WHAT YOU HAVE TO DO →
Reproduce only the lines of the listing starting at the line containing "Where can the stone" and ending at the end of the listing, changing "Pin every instance" to "Mark every instance" and leaving everything else unchanged.

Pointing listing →
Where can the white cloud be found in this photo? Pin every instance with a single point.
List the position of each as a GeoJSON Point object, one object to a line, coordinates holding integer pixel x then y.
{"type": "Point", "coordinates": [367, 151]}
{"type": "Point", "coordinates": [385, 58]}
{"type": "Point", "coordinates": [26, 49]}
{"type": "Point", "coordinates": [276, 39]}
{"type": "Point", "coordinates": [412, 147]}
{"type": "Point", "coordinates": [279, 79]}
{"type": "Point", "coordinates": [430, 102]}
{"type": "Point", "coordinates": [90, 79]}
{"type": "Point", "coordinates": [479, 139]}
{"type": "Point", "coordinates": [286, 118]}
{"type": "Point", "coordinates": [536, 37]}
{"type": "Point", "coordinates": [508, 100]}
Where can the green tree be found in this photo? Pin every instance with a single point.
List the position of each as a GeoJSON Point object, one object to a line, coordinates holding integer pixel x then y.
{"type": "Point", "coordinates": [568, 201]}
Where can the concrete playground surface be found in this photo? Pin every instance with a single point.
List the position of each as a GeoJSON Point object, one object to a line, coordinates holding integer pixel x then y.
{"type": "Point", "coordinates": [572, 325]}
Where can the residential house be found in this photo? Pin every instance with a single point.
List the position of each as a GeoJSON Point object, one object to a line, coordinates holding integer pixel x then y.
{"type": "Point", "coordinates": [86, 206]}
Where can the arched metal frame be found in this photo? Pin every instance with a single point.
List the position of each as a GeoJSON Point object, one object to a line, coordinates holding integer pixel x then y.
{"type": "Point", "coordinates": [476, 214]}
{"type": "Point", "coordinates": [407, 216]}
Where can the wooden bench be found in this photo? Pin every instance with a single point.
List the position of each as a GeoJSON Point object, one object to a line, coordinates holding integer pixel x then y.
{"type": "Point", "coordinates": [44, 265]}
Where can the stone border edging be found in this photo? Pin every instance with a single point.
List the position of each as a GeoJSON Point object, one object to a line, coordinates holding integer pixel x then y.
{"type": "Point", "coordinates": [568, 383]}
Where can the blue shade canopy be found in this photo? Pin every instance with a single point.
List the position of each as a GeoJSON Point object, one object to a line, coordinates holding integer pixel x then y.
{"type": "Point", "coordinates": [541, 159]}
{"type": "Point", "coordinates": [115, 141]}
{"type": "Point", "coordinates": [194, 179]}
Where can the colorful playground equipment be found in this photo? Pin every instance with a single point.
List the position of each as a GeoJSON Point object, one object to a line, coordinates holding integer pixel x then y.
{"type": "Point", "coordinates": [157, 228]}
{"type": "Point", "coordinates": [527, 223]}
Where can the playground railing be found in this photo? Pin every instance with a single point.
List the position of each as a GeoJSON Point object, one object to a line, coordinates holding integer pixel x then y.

SOLUTION →
Where can the stone border edging be found in this photo? Mark every instance with a single point.
List the position of each as a GeoJSON Point object, one object to a line, coordinates holding integer pixel x then y.
{"type": "Point", "coordinates": [568, 383]}
Where can the blue shade canopy be found in this photo? Mark every instance with a single point.
List the position of each as a GeoJSON Point object, one object to a line, coordinates holding integer pixel x then y.
{"type": "Point", "coordinates": [541, 159]}
{"type": "Point", "coordinates": [115, 141]}
{"type": "Point", "coordinates": [194, 179]}
Where can the colorful playground equipment be found in this photo? Mark every instance with a single point.
List the position of each as a GeoJSON Point object, one object to a line, coordinates holding integer pixel x then y.
{"type": "Point", "coordinates": [157, 228]}
{"type": "Point", "coordinates": [527, 223]}
Where can the playground railing be found in this photo? Mark every instance with a single point.
List the position of each as a GeoJSON Point object, one object to a line, coordinates holding integer pixel x then y.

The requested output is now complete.